(Page excerpt)
Advice for retail investors in a falling market

Advice for retail investors in a falling market

Representative image.

As the global economy records some of the sharpest downfalls in the history amid the coronavirus pandemic, it can be hard to believe that this may be a good time to invest in the stock market.

The Indian economy is badly affected by the pandemic that shows no sign of abating. However, if you look beyond these red flags in the stock market, there is an investment opportunity for retail investors across different asset classes. One has to be very cautious before exercising an investment option in such a situation. 

Here are some advises that a retail investor can follow during such downfall in the economy:

Invest in what you know

Basic fundamentals of investing apply to such volatile market conditions too. One should invest in the assets they know and try to maintain a diversified portfolio. 

You should not rush to invest in a stock that might look attractive after having fallen 20%-30% and spend some time on getting a wider picture of the company before parking your money. The ups and downs in the stock market are not permanent, the market will retreat in the coming times. Any investment decision taken amidst such downfall might not work for you in the long run, so it is recommended to monitor companies and stock market announcements before investing.

Look for red flags

It is important to distinguish between companies that witnessed their share prices dropping too much as a result of being pulled down in market turmoil and those who sold-off shares because they were facing strong downturns from the Covid-19 outbreak.
(End Page excerpt)
(Data for review)
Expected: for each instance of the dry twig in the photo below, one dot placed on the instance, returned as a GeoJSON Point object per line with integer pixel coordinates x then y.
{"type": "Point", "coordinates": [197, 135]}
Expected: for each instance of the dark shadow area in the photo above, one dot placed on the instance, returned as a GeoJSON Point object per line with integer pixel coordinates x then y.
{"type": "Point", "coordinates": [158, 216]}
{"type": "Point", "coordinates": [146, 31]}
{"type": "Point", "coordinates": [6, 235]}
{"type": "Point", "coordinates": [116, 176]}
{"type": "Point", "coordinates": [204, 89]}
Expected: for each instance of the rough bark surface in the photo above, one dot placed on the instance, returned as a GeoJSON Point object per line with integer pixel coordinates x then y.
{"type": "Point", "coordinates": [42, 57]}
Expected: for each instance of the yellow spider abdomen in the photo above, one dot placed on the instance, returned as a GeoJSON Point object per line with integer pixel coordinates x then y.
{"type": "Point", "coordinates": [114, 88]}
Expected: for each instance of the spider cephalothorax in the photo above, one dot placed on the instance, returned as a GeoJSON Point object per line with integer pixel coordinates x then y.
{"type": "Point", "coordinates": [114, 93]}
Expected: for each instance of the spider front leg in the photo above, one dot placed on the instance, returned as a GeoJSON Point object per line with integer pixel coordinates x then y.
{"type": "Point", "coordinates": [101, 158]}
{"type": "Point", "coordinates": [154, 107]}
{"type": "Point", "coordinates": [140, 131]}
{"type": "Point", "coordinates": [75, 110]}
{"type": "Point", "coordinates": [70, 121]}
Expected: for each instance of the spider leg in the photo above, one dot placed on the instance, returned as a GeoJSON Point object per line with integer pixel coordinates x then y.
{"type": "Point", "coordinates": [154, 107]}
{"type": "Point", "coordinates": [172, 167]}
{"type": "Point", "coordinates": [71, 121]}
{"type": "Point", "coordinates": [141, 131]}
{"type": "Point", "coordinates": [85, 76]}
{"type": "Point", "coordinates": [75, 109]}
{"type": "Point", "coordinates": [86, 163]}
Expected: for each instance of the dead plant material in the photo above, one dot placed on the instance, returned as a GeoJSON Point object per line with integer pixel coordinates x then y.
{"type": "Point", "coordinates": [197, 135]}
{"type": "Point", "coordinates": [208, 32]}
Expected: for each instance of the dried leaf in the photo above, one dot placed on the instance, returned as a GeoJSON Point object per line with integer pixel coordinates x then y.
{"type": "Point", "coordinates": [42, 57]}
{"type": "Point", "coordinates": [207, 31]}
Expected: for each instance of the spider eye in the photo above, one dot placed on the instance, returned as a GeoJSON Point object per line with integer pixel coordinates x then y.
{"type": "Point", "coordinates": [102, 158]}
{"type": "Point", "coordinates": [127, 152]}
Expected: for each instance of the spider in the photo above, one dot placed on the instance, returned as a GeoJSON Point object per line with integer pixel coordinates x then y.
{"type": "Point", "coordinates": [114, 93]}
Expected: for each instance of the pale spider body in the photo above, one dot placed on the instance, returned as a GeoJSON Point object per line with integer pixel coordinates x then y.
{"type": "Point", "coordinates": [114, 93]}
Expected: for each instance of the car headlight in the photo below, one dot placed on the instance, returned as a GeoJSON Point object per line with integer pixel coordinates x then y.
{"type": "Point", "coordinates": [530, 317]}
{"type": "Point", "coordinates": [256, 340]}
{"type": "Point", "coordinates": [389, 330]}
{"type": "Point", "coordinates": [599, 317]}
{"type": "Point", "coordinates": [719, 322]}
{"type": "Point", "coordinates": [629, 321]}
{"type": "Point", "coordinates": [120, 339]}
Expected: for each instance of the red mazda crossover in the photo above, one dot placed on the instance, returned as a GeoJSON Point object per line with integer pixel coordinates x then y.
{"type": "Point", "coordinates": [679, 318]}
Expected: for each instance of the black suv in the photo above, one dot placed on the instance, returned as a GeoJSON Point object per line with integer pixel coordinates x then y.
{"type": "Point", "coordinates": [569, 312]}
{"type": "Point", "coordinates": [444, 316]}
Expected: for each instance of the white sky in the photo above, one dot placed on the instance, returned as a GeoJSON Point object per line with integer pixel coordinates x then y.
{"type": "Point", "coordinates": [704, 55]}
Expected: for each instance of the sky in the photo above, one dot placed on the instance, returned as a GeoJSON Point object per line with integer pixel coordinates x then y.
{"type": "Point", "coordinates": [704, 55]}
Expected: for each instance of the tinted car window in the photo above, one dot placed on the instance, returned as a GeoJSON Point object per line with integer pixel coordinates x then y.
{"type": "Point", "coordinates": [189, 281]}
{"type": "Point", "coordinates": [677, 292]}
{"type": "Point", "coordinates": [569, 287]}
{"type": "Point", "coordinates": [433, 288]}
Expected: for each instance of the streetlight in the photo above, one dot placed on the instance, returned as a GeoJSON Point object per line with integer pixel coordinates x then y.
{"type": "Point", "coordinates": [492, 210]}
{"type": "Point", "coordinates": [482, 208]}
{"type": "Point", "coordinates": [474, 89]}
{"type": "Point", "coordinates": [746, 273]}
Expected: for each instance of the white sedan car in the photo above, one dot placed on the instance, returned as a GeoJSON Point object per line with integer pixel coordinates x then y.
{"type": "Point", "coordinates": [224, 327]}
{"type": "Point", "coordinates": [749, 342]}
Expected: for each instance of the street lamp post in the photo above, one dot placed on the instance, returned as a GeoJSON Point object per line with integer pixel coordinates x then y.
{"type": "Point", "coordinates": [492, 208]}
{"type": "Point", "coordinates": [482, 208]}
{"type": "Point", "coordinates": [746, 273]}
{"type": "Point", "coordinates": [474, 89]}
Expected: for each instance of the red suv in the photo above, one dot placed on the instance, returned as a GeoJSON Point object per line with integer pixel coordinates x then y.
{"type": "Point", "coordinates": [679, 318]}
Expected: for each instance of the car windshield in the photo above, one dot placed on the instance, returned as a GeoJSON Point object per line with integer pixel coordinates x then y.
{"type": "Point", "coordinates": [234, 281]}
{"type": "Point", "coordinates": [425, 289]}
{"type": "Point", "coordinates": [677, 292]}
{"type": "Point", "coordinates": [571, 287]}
(End Data for review)
• [Things to do]:
a) Using the article on investing in a falling market, explain why it recommends monitoring companies and stock market announcements before investing.
b) In the article on investing in a falling market, what drop in a stock's price might make it look attractive?
c) Pick up the article on advice for retail investors in a falling market after its last sentence.

• [Answer list]:
a) The article says any investment decision made during such a downfall might not work out in the long run. It also notes that the market's ups and downs are not permanent. For these reasons, it advises watching companies and market announcements before putting money in.

b) A fall of 20%-30%.

c)
You should identify the undervalued stocks in the market and then consider how much the pandemic affects those stocks in the present or in the future. Also, the financial stability of such companies should be considered before making an investment decision. 

In such a bad economic situation, the investors should also consider whether a company’s business model puts it in a better position to master the crisis, or if its prospects are extensively (or even permanently) jeopardised by a downturn.

Avoid overtrading

You should avoid overtrading i.e. excessive buying or selling of stocks in this highly uncertain stock market. It might cost you a lot to keep moving around a big percentage of an investment portfolio, since every time you buy or sell you’re usually charged trading fees, broker’s commission, and securities transaction tax. Any chopping or changes to the investment portfolio can eat all your long-term and short-term returns. 

Investors should follow these recommendations before investing in the current market.

You should build a diversified portfolio with different asset classes such as equity, debt, gold and other assets that fit your risk profile and financial goals. 

Even if you have surplus cash, you should consider staggering investments that will help manage risks of possible declines in the stock prices from a certain level.

The cost of the stock are reset now and there is no clue about the reset in the earnings from such stocks. It is expected that the markets might take another two quarters to decide the right valuation of the stocks reset today. So, analyse the market conditions and then park your hard-earned money in the stock market. 

To summarise, do not invest excessively in equities if you are not willing to give adequate time to the economy for a turnaround. You might risk your money if you are investing with an expectation for quick returns since it is highly uncertain that how long will this pandemic take to subside and the economies to recover. So, stay safe and invest wisely!